─── TASK DATA ───

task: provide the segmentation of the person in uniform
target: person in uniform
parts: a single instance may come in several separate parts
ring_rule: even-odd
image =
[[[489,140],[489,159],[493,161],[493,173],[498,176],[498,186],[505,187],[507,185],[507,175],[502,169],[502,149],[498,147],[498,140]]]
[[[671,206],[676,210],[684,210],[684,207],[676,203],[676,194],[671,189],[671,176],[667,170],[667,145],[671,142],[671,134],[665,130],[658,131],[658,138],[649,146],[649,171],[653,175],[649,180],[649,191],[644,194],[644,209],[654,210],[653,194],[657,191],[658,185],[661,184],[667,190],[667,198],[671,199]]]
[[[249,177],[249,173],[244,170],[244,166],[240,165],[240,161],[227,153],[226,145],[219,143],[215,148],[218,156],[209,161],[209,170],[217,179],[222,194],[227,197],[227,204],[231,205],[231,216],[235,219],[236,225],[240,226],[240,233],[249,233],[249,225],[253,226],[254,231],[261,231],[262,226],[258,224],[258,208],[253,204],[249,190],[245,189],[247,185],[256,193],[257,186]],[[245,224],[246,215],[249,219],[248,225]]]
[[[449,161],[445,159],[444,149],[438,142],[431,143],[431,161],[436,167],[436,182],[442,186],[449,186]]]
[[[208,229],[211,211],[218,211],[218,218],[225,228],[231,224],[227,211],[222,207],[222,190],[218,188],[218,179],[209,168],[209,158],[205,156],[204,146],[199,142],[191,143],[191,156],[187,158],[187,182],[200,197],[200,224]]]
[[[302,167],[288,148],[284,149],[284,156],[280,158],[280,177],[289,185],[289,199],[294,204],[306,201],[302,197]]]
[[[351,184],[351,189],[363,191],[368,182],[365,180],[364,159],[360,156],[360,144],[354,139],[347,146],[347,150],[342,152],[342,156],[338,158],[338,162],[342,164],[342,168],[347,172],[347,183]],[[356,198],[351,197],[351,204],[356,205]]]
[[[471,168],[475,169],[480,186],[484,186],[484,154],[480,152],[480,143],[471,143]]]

───
─── TASK DATA ───

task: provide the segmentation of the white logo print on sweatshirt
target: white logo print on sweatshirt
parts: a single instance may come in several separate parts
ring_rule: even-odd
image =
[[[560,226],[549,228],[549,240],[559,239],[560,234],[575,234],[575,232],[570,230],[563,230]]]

───
─── TASK DATA ───

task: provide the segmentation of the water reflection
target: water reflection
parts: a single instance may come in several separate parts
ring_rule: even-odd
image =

───

• _TASK PROMPT_
Lines holding the word "uniform" should be copied from the entries above.

• _WORKED SOLUTION_
task: provide the segmentation of the person in uniform
target: person in uniform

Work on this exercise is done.